──────── Source document ────────

Tinubu: Of cognitive blockade and Dangote ‘magic’
Opinion
By Steve Osuji
COGNITIVE BLOCKADE AND CRIPPLING INERTIA: Nigeria continues to slide. All economic indicators are red; some are blipping, indicating danger. Those who know are in deep worry. The populace is in a trance, zombified by a never-seen-before strange situation. But the Presidency, the fulcrum of government continues in its empty braggadocio – they doodle and paper over cracks as the ship of state takes more water and totter.
The hard, indeed, harsh truth which nobody wants to speak about or hear, is that the president suffers what this column wants to describe in mild terms as cognitive blockade. His mind can’t seem to process much, not to talk of the stack of presidential duties in a country of over 200 million people. This is the crux of Nigeria’s situation today. It’s daunting enough ruling Nigeria with all of one’s faculties running well…
Nigeria is in a bind, to put it starkly!
PECC AS PECULIAR MESS
Nothing proves President Tinubu’s impaired mind more than the recently inaugurated Presidential Economic Coordination Council (PECC).
Last March, about ten months into the Tinubu presidency, nothing was working just as things are still not working now; a brainwave overtook the presidency. Let’s float a presidential economic coordination council (PECC), someone must have said. Let’s bring all the big names in the private sector, the governors, the ministers, everyone, under a big umbrella, let them find the solutions to our economy by themselves. Something to absolve the president of any blames if the economy collapses as it seems wont to do under Tinubu’s watch.
This is no doubt, some kind of an omnibus madhouse.
Of course, the president lapped up the crazy idea. A bloated list of names were immediately compiled and announced with fanfare. There was a wild stir across the land. Some were clapping and the more discerning cried. This column moaned!
This was of course, an abdication of responsibility by the President, we wrote then. So what happens to the Federal Executive Council, why would governors be engaged in the president’s duties, who would run their states?

──────── Entries provided ────────

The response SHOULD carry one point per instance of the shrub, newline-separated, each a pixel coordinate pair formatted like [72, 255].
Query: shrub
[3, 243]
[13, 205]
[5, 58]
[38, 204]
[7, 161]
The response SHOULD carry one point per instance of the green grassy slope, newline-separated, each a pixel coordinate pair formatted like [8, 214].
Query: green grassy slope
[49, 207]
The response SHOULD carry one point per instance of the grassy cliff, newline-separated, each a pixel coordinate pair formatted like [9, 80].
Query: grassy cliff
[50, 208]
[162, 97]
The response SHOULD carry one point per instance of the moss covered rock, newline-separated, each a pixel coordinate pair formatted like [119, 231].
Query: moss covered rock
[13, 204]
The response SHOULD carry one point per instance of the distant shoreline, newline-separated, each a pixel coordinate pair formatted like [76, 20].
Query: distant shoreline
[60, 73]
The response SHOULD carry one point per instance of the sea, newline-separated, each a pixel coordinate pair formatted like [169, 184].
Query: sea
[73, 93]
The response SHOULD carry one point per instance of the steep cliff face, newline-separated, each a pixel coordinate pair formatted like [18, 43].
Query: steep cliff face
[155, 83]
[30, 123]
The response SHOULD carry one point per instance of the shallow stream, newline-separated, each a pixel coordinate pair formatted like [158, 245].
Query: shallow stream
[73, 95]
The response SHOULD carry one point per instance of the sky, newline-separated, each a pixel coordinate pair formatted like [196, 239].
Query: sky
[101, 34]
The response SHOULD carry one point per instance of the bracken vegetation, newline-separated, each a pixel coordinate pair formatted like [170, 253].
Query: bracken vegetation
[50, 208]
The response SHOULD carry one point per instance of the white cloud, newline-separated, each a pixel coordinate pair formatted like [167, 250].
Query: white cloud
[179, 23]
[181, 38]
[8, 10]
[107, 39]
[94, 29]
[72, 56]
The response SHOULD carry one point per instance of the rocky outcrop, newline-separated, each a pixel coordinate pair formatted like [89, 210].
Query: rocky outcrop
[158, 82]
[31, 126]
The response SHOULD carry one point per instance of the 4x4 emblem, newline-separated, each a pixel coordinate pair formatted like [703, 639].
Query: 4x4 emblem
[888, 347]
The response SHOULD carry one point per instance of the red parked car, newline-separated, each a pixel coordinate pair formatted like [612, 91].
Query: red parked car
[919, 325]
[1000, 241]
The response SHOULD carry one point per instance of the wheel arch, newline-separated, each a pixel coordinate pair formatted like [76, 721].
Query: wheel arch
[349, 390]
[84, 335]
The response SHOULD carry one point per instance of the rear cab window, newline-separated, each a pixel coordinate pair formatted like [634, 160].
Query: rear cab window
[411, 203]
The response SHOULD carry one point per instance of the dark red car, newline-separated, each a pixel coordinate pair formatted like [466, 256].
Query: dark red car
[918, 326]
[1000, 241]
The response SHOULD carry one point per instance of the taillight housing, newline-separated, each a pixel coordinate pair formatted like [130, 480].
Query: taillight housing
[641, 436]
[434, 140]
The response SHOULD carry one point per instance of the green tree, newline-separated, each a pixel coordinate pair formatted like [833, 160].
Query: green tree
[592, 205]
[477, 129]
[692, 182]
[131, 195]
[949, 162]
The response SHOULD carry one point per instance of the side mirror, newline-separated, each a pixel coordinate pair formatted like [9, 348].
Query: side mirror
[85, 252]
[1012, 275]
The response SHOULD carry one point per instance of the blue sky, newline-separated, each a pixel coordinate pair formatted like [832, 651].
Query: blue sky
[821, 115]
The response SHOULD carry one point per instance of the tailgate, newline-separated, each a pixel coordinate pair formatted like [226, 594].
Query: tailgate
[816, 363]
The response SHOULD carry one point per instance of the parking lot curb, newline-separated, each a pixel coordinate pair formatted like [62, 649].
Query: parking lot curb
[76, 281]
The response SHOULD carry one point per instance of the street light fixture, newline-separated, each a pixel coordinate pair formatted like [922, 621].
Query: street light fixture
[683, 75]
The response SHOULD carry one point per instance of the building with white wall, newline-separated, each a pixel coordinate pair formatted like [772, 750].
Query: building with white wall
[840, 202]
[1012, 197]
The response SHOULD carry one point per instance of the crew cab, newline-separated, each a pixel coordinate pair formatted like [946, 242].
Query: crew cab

────────
──────── Entries provided ────────

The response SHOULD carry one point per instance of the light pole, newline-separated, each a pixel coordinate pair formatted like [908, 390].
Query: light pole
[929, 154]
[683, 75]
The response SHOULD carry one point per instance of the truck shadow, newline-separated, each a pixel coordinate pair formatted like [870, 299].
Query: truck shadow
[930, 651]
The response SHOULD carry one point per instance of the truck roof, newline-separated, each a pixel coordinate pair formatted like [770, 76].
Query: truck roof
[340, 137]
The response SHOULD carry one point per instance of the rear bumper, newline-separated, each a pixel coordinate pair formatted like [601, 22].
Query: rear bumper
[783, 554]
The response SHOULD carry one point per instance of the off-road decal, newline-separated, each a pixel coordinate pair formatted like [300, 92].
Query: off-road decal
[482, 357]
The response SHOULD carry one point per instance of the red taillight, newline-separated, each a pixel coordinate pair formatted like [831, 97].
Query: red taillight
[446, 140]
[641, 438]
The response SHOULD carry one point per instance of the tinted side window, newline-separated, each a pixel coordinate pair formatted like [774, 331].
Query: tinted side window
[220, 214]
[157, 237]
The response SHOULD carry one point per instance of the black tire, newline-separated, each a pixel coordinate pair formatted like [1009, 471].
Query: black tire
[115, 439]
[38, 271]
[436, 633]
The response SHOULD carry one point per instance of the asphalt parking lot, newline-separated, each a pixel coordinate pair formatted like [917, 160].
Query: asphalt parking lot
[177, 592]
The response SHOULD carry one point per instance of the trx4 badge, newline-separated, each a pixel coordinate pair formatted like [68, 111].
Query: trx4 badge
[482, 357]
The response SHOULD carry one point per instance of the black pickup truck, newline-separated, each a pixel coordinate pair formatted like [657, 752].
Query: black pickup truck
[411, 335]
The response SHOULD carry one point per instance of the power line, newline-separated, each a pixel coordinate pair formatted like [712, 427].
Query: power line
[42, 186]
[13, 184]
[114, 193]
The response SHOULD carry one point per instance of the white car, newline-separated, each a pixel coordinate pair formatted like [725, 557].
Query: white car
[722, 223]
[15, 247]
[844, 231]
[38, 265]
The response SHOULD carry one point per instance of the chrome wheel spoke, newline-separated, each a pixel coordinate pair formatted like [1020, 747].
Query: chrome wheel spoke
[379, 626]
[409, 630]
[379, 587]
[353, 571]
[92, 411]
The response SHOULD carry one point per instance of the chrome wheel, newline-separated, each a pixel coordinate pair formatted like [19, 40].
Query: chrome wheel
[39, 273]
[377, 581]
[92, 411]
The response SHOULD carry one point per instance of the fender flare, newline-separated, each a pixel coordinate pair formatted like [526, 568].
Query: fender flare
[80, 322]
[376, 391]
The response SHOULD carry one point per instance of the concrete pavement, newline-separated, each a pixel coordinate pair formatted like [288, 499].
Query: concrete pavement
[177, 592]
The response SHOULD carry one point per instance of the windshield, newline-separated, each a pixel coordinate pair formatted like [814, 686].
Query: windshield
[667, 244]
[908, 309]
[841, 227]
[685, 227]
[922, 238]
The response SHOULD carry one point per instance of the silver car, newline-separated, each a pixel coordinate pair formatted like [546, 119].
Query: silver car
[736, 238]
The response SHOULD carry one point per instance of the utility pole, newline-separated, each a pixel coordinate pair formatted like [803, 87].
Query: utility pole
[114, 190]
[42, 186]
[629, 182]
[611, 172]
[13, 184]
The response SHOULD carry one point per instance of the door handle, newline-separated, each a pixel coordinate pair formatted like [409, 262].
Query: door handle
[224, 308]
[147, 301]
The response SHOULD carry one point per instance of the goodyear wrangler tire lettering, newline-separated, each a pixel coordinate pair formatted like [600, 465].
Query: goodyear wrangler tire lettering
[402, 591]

────────

**Required task 1**
Answer these questions using the Tinubu column.
(a) According to the column, when was the idea of the presidential economic coordination council floated?
(b) How many people does the column say Nigeria has?
(c) What mild term does the column use for what it says the president suffers?
**Required task 2**
From the Tinubu column, reproduce the stretch from "PECC AS PECULIAR" through "Coordination Council (PECC).".

**Task answer 1**
(a) Last March, about ten months into the Tinubu presidency.
(b) Over 200 million people.
(c) Cognitive blockade.

**Task answer 2**
PECC AS PECULIAR MESS
Nothing proves President Tinubu’s impaired mind more than the recently inaugurated Presidential Economic Coordination Council (PECC).